=== Work order ===
Please copy the listing below in its entirety, without alteration.
'''
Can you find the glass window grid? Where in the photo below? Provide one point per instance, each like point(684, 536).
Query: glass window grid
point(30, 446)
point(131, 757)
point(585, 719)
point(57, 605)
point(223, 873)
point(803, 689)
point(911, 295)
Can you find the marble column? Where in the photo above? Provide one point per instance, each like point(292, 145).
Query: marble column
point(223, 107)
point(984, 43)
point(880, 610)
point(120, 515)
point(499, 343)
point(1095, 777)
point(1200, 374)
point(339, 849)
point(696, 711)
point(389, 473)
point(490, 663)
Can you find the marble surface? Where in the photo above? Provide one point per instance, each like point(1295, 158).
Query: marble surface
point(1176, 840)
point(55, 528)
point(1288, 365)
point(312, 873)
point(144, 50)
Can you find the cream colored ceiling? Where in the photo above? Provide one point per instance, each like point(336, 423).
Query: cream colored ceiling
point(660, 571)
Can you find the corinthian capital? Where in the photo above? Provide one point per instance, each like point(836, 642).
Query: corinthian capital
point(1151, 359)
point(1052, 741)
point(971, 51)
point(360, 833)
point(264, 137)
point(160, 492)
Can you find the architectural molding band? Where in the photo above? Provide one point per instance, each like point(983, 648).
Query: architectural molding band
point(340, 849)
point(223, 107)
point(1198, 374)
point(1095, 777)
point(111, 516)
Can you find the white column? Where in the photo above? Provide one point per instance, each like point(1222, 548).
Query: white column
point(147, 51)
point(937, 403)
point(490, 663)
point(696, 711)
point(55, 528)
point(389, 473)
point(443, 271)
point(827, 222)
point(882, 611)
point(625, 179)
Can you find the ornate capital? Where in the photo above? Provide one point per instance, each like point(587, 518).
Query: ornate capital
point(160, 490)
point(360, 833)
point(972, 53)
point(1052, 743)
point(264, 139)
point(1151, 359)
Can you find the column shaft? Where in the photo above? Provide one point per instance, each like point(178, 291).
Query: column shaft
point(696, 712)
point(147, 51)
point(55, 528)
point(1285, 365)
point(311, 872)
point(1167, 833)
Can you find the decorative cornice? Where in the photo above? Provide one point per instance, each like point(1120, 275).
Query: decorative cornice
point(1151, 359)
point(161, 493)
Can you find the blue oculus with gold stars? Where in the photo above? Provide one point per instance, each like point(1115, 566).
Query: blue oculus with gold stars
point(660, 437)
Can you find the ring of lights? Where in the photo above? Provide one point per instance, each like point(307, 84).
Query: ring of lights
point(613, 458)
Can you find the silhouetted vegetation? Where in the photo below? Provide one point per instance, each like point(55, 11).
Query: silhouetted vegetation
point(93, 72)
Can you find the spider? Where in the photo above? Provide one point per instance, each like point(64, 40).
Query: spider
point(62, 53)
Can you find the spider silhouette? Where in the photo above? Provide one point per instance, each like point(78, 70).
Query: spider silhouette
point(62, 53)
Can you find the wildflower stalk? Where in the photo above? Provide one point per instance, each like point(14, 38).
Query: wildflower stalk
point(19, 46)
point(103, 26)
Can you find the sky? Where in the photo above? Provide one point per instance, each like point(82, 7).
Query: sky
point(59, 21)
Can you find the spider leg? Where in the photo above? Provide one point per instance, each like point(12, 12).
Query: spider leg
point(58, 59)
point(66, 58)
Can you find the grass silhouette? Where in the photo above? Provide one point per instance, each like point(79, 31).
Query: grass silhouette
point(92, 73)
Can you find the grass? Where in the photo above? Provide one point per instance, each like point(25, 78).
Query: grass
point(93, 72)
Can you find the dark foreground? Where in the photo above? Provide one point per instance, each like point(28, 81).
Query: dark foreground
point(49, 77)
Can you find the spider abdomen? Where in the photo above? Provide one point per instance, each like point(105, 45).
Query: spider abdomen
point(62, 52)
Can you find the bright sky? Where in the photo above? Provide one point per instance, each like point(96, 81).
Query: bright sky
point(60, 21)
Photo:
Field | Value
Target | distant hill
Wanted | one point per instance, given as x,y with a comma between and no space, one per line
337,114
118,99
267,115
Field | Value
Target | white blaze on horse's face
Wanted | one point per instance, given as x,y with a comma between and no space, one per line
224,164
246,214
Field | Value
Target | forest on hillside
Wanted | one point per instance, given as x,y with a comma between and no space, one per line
'''
=== Exercise output ===
Can you find the glass window grid? Where in the photo below? Provide one point per instance, each like point(684, 536).
Query: glass window grid
point(30, 446)
point(131, 757)
point(585, 719)
point(57, 605)
point(223, 873)
point(803, 689)
point(911, 295)
Can you find the marble column? Where in the photo above? Provide one point per instance, each like point(292, 145).
Query: marble column
point(223, 107)
point(984, 43)
point(880, 610)
point(120, 515)
point(499, 343)
point(1095, 777)
point(1200, 374)
point(339, 849)
point(696, 711)
point(389, 473)
point(490, 663)
Can you find the marble surface? Where in the photo above? Provide one point per instance, each like point(1295, 158).
Query: marble surface
point(1176, 840)
point(55, 528)
point(1288, 365)
point(312, 873)
point(144, 50)
Can you find the cream colored ceiling? Where in the photo above? Provide one point per instance, each like point(336, 423).
Query: cream colored ceiling
point(660, 571)
Can you find the corinthian capital? Where in the photo above? Provide one point per instance, each like point(836, 642).
Query: corinthian capital
point(1151, 359)
point(1052, 741)
point(971, 51)
point(360, 833)
point(264, 137)
point(160, 492)
Can you find the architectural molding band? Where in the photo above? Provide one point per instance, each like point(983, 648).
Query: architectural molding band
point(340, 849)
point(223, 107)
point(1198, 374)
point(1095, 777)
point(111, 516)
Can you find the white column? Where in the photo above? Provide one point per instance, each like point(1222, 548).
Query: white column
point(147, 51)
point(937, 403)
point(490, 663)
point(696, 711)
point(55, 528)
point(389, 473)
point(443, 271)
point(827, 222)
point(882, 611)
point(625, 179)
Can you find the ornate capital? Where in the photo above? Provide one point per instance, each like point(587, 518).
Query: ornate capital
point(160, 490)
point(360, 833)
point(972, 53)
point(1052, 743)
point(264, 139)
point(1151, 359)
Can you find the column shaft? Where in the photo above? Provide one point per instance, each like point(178, 291).
Query: column shaft
point(696, 712)
point(147, 51)
point(55, 528)
point(1285, 365)
point(311, 872)
point(1167, 833)
Can you find the decorative cornice? Where in the photo above? Provide one point per instance, each like point(1120, 275).
Query: decorative cornice
point(1151, 359)
point(161, 493)
Can you find the blue oculus with gold stars? Where in the photo above? Provide one point per instance, each like point(1115, 566).
Query: blue oculus with gold stars
point(660, 437)
Can you find the ring of lights? Where in the photo above? Provide one point per instance, each like point(307, 84).
Query: ring of lights
point(613, 458)
Can you find the silhouetted vegetation? Where in the photo below? Provide one point per instance, each like point(55, 11).
Query: silhouetted vegetation
point(93, 72)
Can you find the spider? Where in the photo above? Provide one point per instance, each like point(64, 40).
Query: spider
point(62, 53)
Can you find the spider silhouette? Where in the photo above? Provide one point per instance, each like point(78, 70).
Query: spider silhouette
point(62, 53)
Can you find the wildflower stalk? Where in the photo above? Provide one point per instance, each like point(14, 38).
Query: wildflower stalk
point(19, 46)
point(103, 26)
Can you find the sky? Where in the photo above? Provide one point per instance, each like point(82, 7).
Query: sky
point(59, 21)
Can you find the spider leg? Where in the photo above? Provide one point per instance, each like point(12, 12).
Query: spider leg
point(58, 59)
point(66, 58)
Can you find the grass silhouette? Where in the photo above? Provide one point per instance, each like point(79, 31).
Query: grass silhouette
point(92, 73)
Can you find the grass? Where in the photo above? Provide one point per instance, each like point(25, 78).
Query: grass
point(93, 72)
Can you find the dark foreground? Where in the photo above? Provide one point per instance, each like point(28, 81).
Query: dark foreground
point(49, 77)
Can you find the spider abdomen? Where in the photo above? Provide one point per instance, each like point(105, 45).
Query: spider abdomen
point(62, 52)
Can you find the bright sky? Where in the photo above? Provide one point per instance, each like point(96, 81).
Query: bright sky
point(60, 21)
Photo:
Field | Value
Target | distant hill
Wanted | one point per instance, given as x,y with a comma between and no space, one per line
337,114
118,99
267,115
Field | Value
Target | white blaze on horse's face
Wanted | one point per instance, given as x,y with a comma between and no space, one per line
224,164
246,214
Field | Value
Target | forest on hillside
Wanted | one point per instance, given as x,y with a comma between and no space, one per line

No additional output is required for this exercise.